ЗАДАНИЕ 1: Перескажите короче абзац текста о Вознесенском, который начинается словами «Притом он же был довольно щупленький». Сохраните главные факты.

ТЕКСТ ДЛЯ ЧТЕНИЯ:
Любили и смеялись — в открытую. Потом вспоминали — будто во сне.
Небольшое отступление по поводу воспоминаний. Вот есть у Юрия Трифонова рассказ про то, как он приехал в городок под Римом, в котором был счастлив 18 лет назад. Теперь, узнав, что 18 лет назад в траттории Пистаментуччиа его под видом зайчатины кормили жареными кошками, он спрашивает себя: но ведь было действительно вкусно, красиво, шум в голове и ощущение счастья, и ему было тогда тридцать пять, он бегал, прыгал, играл в теннис, страстно курил, мог работать ночами. Что важнее: теперешнее его знание того, что зайчатина была ложной — или тогдашнее ощущение полноценности жизни и счастья?
Многие из очевидцев того фестиваля предпочли бы второе. Кто-то из них много лет спустя вдруг споткнется на трифоновской фразе: «Жизнь — постепенная пропажа ошеломительного».
Мы, как дьяволы, работали, а сегодня — пей,
гуляй!
Гуляй!
Девкам юбки заголяй!
Это «Мастера» Вознесенского — их через год напечатает «Литературка». В те две недели он пропадал в фестивальных гущах, он писал про фестивальные кущи. Ему было двадцать четыре, в кармане поскрипывал свежий диплом, он был отчаянно лих. Не испугаешь формализмом.
Можно бы, конечно, заметить, что и полвека спустя жизнь Вознесенский будет ощущать как непропавшее ошеломительное, — но всему свое время. А тогда, в середине пятидесятых, он много и часто общался с одним из бывших одноклассников, Юрой Кочевриным. Вот что много лет спустя вспомнит тот — уже доктор экономических наук и пенсионер.
— Когда начался фестиваль пятьдесят седьмого года, Андрей был уже выпускником. Но зачем-то пристроился к институтской добровольной комсомольской бригаде, ездившей в ночные рейды: они наблюдали за общественным порядком…
Я не понял сначала, зачем это ему вдруг? В школе он довольно поздно вступил в комсомол, и то только потому, что без этого были бы сложности с поступлением в институт. В классе не хотели сначала его принимать — мол, совершенно не активен ни в каком общественном смысле. Потом в институте чуть не исключили из комсомола. А тут вдруг — рейды.
Притом он же был довольно щупленький, не атлет. Мама, Антонина Сергеевна, как я замечал тогда и как понял потом, очень старалась как-то оградить его от излишнего вульгарного воздействия окружающей среды. Я же очень хорошо помню, как бывал у них дома.
Моя родственница, Галя Чернопятова, училась в одном классе с его сестрой Наташей, и вот однажды они договорились, и мы с Галей пришли к ним в гости. Тот первый визит мне очень запомнился, я вдруг попал в атмосферу культуры начала XX века. У них была даже гостиная — большая редкость. Слово «старомодный» не подходило, но какая-то печать изысканности во всем была очевидна. Всё это, конечно, была заслуга его матери, она была очень интересная женщина. И ко мне относилась очень тепло. Хотя я тоже жил в условиях достаточно комфортных, у приемных родителей, буквально напротив двора, где стоял их дом, на Большой Серпуховской… Еще что меня тогда сразу заворожило: как он читал стихи. Имя Пастернака мне тогда еще было незнакомо, и вот он стал читать. По-моему, «Метель»: «В посаде, куда ни одна нога / Не ступала, лишь ворожеи да вьюги / Ступала нога, в бесноватой округе, / Где и то, как убитые, спят снега…»

ДАННЫЕ ЗАДАНИЯ:
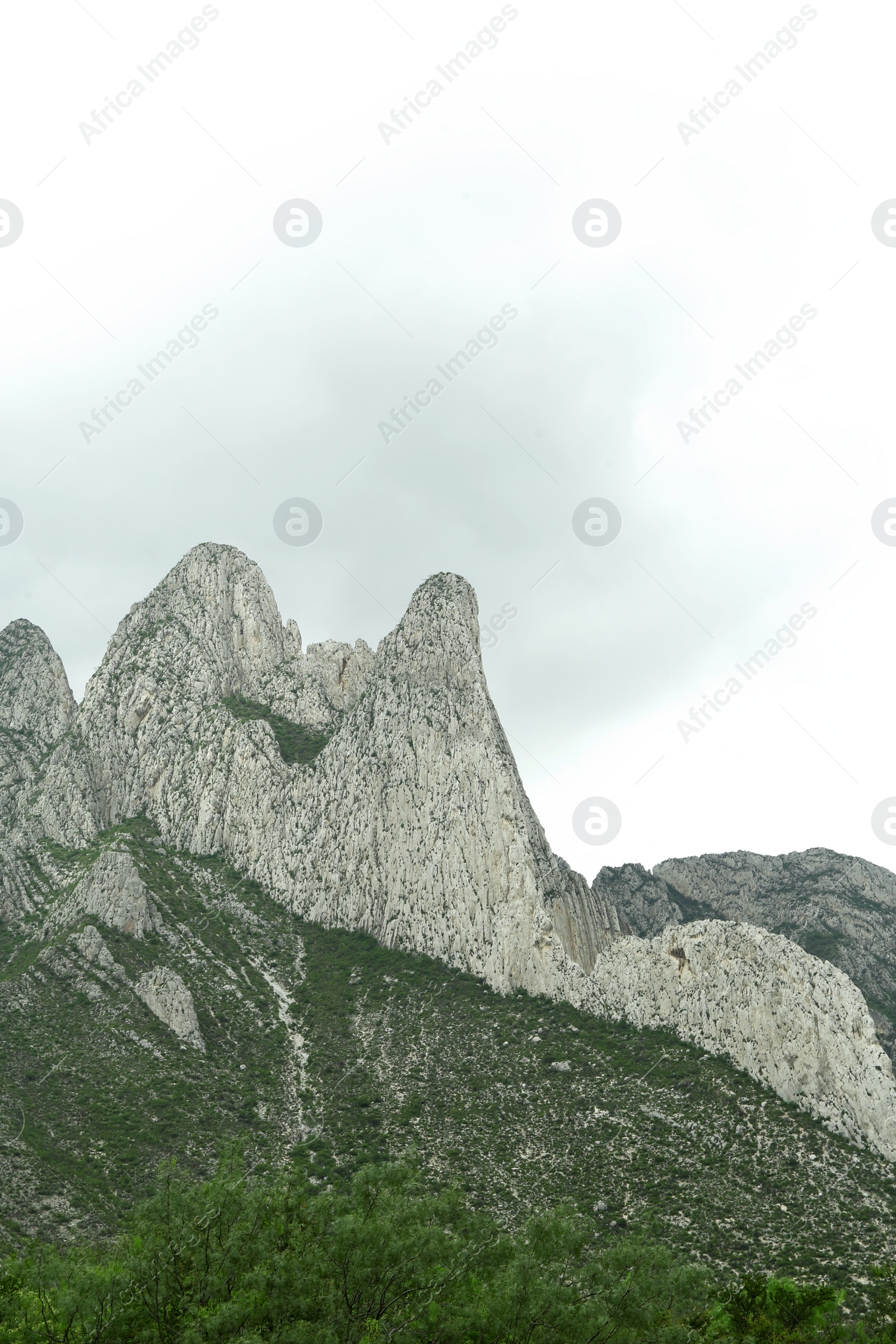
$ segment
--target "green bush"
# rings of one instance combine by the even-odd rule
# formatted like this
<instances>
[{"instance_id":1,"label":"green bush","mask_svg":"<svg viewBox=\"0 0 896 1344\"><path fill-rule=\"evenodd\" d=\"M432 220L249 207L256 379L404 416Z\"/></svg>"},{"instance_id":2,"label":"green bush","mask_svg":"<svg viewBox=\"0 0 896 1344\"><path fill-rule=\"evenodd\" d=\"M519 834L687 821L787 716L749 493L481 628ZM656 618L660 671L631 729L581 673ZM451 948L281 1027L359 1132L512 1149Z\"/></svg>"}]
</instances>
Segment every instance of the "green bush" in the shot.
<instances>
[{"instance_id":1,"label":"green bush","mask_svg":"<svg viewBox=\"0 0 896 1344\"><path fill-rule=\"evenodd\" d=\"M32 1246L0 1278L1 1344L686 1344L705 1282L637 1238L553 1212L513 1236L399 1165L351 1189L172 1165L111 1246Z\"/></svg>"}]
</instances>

---

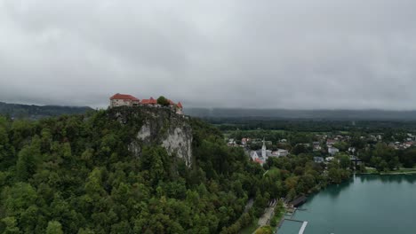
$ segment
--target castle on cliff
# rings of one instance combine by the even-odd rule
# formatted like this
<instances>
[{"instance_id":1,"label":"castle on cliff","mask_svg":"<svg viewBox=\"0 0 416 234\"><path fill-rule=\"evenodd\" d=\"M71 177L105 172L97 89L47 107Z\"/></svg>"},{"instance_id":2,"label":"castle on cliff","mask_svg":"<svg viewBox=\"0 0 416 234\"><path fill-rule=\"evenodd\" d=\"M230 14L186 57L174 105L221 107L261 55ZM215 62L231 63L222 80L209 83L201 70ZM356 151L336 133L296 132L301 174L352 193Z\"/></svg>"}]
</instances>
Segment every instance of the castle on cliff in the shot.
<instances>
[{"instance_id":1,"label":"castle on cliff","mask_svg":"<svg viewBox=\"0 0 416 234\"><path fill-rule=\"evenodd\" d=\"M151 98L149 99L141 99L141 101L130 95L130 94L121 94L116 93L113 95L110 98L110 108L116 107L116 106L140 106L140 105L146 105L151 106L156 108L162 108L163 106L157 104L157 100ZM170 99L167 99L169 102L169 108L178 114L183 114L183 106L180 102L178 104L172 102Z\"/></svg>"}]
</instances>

--

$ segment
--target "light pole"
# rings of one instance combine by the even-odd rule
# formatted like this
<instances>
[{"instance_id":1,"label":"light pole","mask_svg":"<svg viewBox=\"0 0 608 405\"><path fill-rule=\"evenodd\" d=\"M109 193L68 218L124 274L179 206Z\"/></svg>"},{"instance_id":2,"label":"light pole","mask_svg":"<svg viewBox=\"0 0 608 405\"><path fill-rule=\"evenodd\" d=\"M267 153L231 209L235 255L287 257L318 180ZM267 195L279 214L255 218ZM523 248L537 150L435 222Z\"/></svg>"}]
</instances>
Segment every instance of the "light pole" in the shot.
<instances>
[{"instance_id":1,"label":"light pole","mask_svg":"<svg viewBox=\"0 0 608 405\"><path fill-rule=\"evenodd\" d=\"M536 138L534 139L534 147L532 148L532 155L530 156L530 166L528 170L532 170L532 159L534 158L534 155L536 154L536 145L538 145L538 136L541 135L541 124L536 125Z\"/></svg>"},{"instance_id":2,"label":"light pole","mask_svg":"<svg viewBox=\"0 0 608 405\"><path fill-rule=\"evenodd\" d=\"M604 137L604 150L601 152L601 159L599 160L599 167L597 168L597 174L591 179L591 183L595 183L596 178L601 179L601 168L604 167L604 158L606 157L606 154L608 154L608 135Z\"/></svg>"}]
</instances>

ЗАДАНИЕ 2: Сообщите, в скольких строках данных встречается слово «shot». Регистр букв учитывается, в ответе укажите только число.

ИТОГОВЫЙ ОТВЕТ 1: Андрей был худощавым и не спортивным. Его мать, Антонина Сергеевна, старалась уберечь его от грубого влияния окружения. Рассказчик хорошо помнит, как бывал у них дома.

ИТОГОВЫЙ ОТВЕТ 2: 3